» **What you should do**
A complete answer lists every line of the material where the string "target" occurs.
(Source data Opens)
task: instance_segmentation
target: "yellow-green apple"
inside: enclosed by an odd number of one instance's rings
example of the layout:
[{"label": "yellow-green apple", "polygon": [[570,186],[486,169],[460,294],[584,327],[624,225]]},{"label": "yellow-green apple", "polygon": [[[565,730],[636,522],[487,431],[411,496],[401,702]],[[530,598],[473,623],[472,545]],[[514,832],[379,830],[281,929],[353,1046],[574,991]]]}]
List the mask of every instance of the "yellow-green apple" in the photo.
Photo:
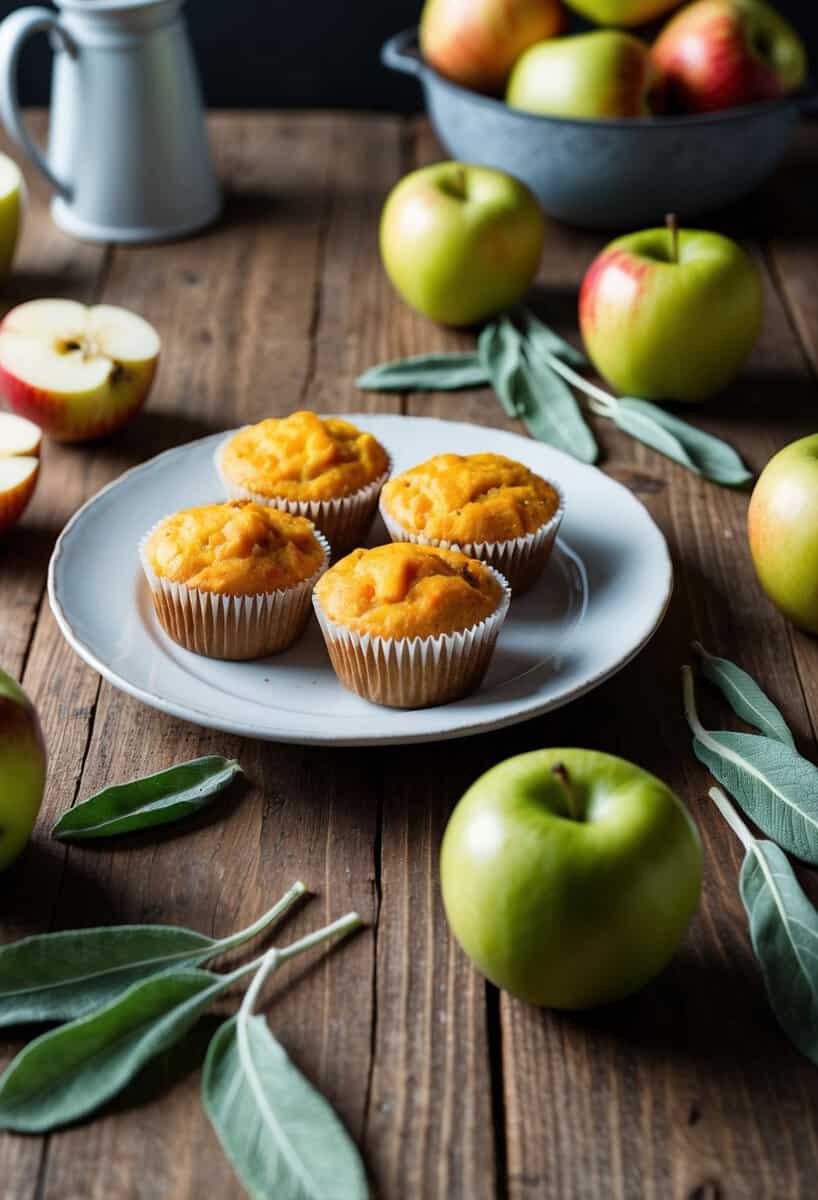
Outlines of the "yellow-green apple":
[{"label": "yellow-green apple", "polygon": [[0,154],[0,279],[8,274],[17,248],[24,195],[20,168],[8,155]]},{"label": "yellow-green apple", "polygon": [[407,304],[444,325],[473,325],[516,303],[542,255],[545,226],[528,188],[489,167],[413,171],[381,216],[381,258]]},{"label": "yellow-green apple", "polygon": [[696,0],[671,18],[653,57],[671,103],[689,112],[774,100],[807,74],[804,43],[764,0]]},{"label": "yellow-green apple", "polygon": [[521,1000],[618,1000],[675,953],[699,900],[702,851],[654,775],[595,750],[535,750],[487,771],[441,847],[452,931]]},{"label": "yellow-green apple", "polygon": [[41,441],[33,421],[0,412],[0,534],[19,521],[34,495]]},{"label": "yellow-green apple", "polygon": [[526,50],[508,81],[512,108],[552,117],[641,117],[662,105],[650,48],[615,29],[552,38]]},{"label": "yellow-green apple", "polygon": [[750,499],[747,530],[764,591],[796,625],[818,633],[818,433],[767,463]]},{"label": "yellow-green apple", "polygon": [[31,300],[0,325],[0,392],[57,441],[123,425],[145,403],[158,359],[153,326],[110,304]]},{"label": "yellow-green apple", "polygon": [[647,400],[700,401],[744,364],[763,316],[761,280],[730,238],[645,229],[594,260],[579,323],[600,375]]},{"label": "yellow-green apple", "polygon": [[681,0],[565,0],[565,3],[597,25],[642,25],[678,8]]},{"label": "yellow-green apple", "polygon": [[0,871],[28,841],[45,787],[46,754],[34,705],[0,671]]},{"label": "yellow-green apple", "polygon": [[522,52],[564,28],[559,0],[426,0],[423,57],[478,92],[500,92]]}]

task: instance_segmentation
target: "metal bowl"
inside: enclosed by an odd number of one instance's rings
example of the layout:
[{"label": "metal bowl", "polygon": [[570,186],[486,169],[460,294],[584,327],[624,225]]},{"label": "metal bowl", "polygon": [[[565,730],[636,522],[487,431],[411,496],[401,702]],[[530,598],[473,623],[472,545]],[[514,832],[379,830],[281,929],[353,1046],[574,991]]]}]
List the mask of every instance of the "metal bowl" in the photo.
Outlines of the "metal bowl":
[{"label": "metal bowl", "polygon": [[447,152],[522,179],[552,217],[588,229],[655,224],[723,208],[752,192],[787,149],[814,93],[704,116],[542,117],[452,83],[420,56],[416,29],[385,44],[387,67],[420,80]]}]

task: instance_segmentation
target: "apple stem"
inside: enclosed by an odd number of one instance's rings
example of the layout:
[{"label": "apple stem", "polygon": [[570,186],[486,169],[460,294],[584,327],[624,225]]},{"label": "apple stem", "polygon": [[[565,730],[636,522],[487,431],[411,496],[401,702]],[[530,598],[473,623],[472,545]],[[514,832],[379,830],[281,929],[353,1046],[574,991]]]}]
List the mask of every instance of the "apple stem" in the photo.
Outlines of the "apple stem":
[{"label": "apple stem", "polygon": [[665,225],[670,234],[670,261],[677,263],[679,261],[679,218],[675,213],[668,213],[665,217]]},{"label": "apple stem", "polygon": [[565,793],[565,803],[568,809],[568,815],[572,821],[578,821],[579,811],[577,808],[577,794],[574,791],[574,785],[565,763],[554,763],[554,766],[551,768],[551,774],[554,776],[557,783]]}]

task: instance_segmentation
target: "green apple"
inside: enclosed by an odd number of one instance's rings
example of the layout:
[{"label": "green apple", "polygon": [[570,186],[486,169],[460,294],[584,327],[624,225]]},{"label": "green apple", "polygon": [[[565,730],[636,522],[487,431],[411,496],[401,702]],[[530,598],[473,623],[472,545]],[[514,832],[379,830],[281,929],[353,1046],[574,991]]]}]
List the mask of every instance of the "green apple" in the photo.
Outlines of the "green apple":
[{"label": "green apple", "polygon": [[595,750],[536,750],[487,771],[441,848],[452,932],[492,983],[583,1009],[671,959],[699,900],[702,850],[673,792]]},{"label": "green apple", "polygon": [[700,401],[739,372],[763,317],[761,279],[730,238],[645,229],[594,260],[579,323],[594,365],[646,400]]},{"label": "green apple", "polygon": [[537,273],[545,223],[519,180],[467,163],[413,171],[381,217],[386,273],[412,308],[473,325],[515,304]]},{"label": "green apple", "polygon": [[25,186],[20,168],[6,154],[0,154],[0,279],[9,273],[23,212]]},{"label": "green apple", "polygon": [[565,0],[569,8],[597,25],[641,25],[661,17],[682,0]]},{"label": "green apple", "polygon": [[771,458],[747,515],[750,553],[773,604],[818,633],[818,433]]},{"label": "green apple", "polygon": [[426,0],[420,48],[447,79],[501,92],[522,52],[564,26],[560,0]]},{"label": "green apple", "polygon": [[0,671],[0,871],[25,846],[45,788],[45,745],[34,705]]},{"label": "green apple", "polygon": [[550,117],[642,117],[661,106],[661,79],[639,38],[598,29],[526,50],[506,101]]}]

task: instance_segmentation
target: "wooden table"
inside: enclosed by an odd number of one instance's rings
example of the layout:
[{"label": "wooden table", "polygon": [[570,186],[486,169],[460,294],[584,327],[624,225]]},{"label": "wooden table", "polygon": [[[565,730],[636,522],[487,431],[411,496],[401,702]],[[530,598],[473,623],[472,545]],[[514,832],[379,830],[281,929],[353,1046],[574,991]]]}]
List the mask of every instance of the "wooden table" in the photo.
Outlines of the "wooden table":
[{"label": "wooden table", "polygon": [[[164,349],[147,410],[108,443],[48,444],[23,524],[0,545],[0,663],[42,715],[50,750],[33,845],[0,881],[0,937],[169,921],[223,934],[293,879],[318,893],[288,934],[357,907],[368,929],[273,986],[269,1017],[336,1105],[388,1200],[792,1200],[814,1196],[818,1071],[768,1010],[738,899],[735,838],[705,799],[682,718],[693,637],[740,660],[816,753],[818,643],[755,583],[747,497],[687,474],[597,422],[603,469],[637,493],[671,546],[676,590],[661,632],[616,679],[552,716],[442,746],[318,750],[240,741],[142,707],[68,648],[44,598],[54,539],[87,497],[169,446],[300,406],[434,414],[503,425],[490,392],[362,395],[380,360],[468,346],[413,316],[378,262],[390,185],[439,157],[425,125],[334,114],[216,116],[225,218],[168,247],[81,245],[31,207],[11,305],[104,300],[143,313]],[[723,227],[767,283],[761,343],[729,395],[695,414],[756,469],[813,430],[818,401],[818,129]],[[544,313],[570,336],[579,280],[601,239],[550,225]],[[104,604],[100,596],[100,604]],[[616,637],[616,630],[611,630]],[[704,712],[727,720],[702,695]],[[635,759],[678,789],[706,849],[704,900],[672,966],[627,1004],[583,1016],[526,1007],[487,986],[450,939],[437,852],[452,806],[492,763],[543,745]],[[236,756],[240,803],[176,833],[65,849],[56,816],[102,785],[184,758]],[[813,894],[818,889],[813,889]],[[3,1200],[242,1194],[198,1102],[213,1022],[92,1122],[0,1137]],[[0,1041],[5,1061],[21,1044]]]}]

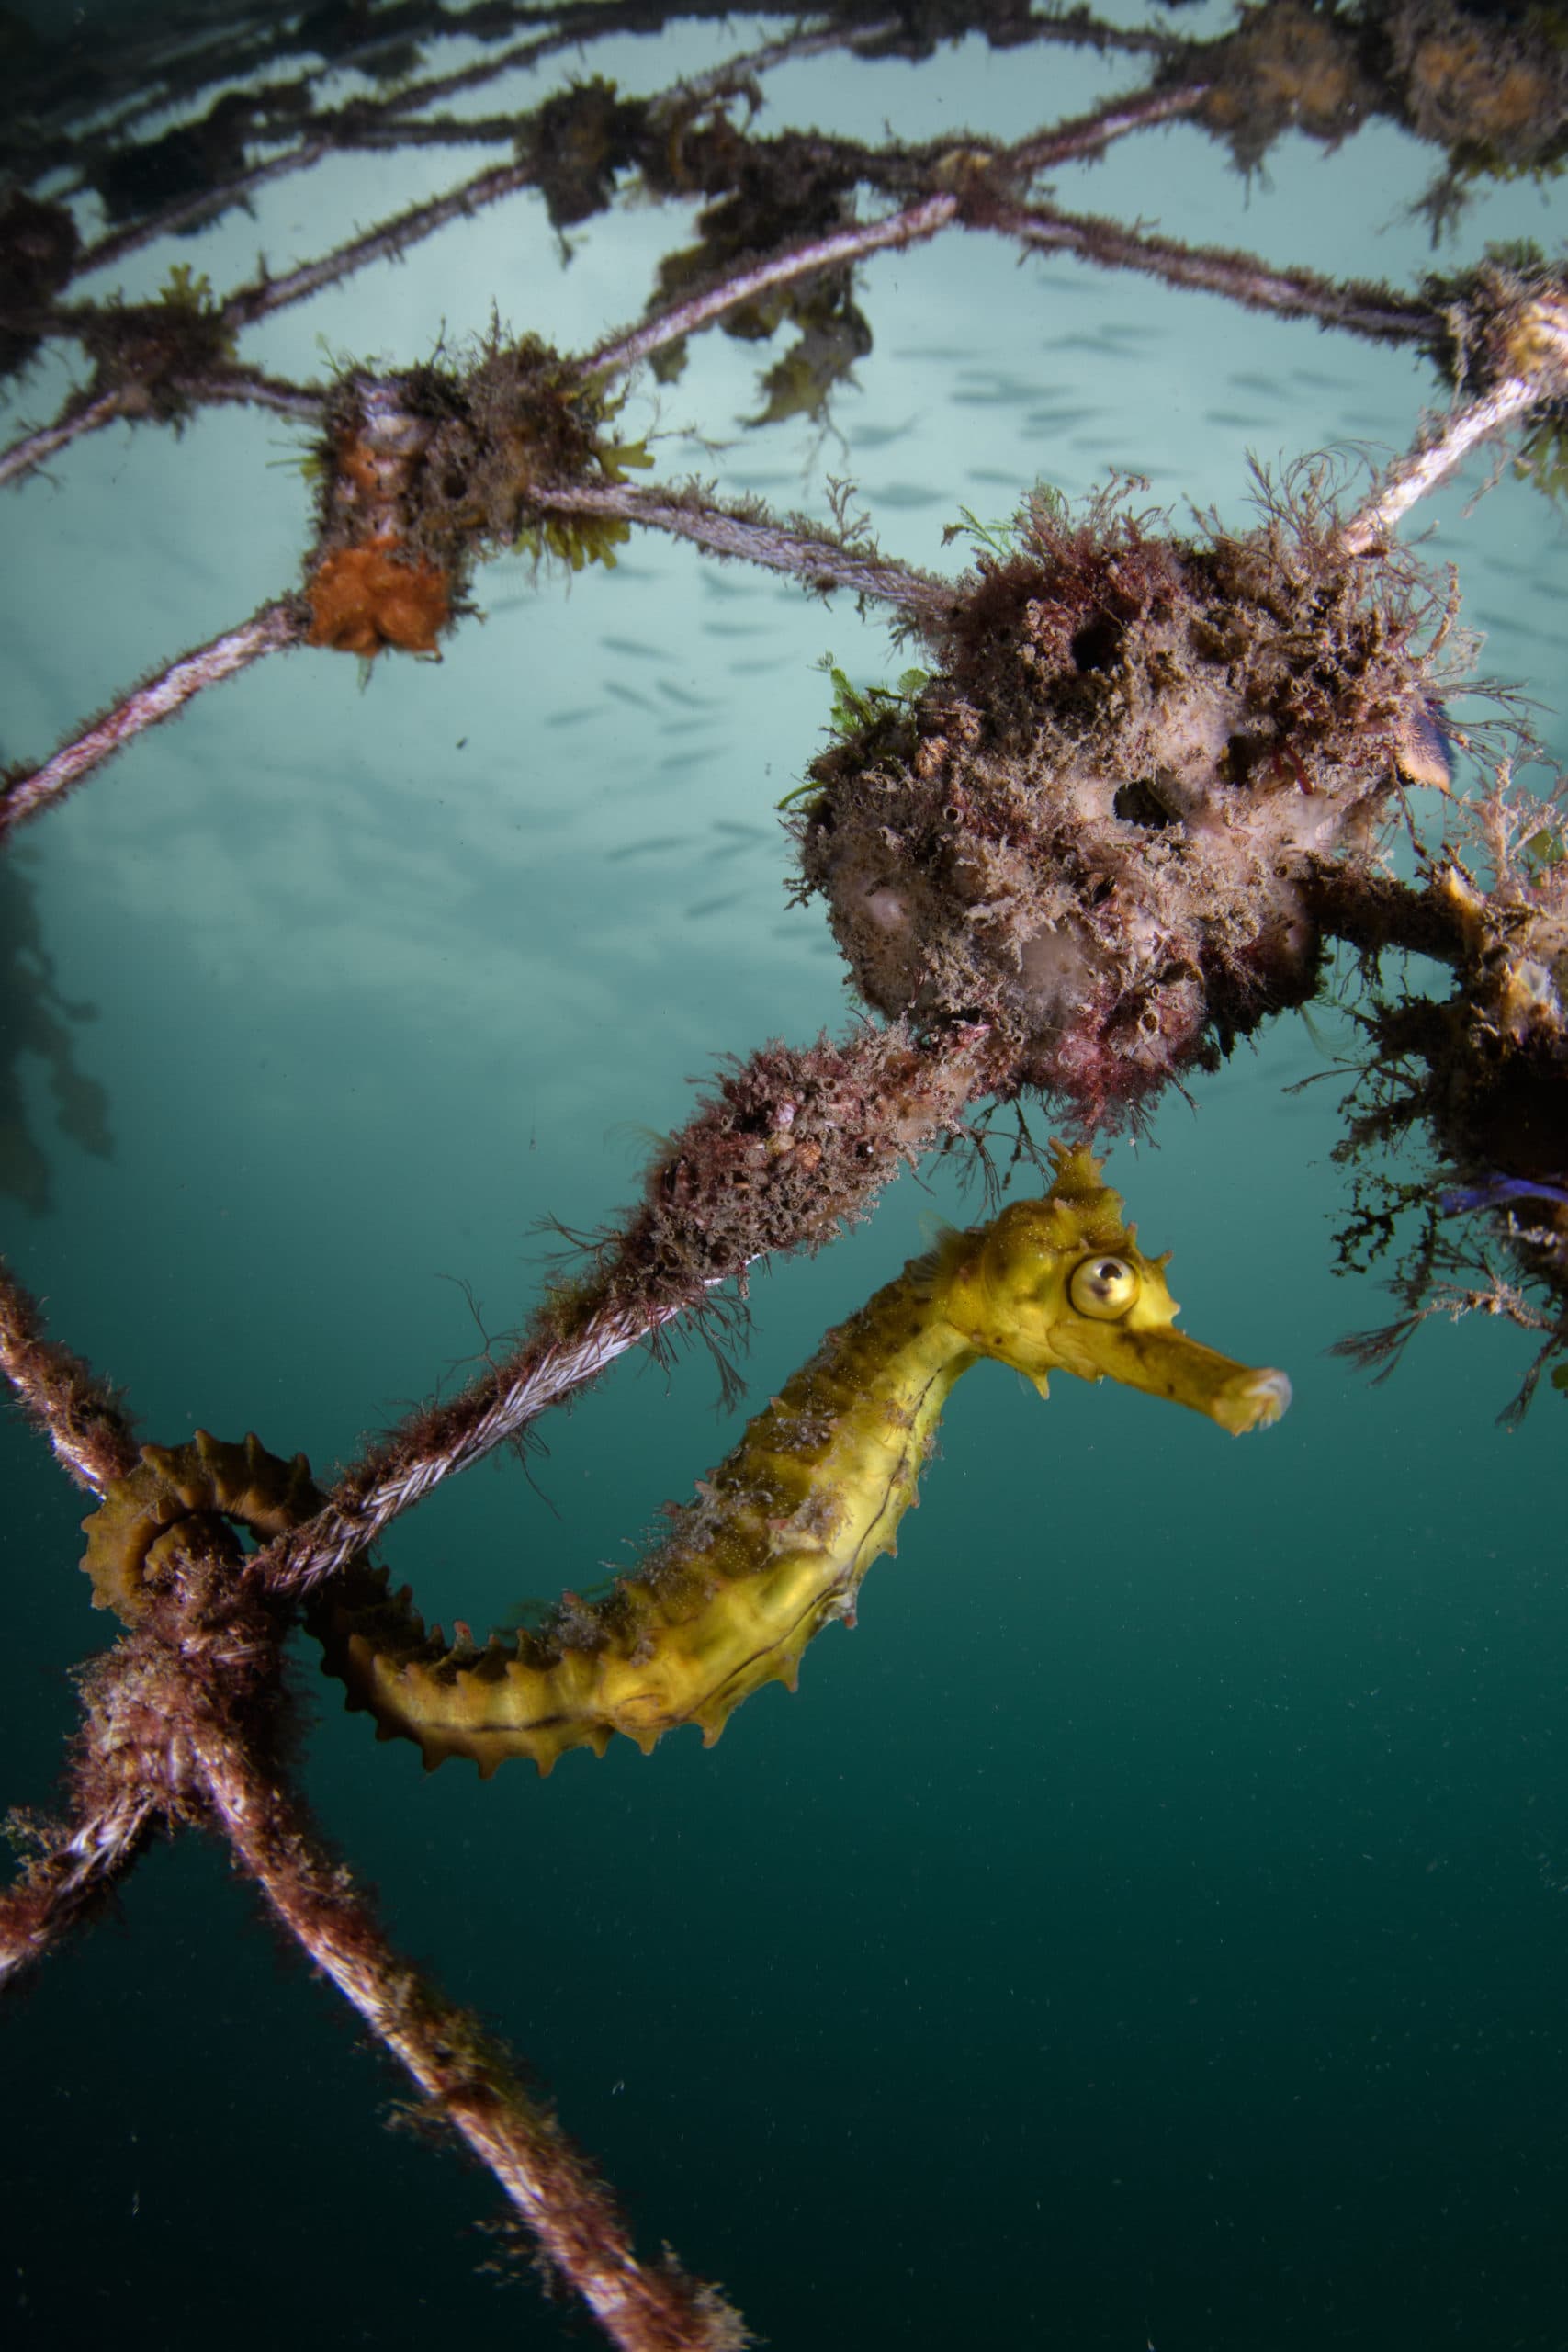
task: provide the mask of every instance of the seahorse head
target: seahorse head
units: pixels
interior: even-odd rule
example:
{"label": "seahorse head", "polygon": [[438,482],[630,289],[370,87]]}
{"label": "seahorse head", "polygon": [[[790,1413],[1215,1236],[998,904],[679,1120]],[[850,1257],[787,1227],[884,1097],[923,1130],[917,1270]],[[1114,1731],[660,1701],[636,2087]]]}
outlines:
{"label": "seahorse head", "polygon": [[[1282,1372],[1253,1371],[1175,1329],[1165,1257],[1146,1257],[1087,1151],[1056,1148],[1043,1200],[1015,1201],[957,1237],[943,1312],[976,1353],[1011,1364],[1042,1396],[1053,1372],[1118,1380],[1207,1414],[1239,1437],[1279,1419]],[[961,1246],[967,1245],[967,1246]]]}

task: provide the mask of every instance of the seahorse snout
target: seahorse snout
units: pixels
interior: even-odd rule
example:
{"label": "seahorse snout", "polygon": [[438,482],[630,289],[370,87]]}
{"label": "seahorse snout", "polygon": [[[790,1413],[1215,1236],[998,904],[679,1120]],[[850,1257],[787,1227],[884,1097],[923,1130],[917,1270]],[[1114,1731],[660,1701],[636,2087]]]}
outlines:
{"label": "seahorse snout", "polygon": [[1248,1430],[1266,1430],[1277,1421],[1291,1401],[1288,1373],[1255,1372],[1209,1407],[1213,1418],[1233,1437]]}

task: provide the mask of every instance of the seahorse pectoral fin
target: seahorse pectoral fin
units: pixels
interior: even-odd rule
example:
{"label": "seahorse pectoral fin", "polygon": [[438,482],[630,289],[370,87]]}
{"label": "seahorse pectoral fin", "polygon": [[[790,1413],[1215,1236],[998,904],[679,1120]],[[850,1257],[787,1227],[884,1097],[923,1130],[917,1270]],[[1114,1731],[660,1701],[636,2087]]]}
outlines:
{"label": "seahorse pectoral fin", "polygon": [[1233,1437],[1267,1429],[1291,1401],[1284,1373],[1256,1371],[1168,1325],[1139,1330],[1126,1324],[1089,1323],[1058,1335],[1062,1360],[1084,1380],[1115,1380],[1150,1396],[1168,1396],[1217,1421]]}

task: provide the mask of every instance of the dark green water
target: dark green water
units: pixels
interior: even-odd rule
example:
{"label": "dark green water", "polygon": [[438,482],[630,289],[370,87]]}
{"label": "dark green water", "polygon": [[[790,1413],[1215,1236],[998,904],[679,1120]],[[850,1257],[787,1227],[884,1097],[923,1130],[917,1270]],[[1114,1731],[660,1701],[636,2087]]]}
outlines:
(Source data Closes)
» **Reply to the task**
target: "yellow-green apple"
target: "metal bowl"
target: "apple stem"
target: "green apple"
target: "wooden table"
target: seahorse head
target: seahorse snout
target: seahorse pectoral fin
target: dark green water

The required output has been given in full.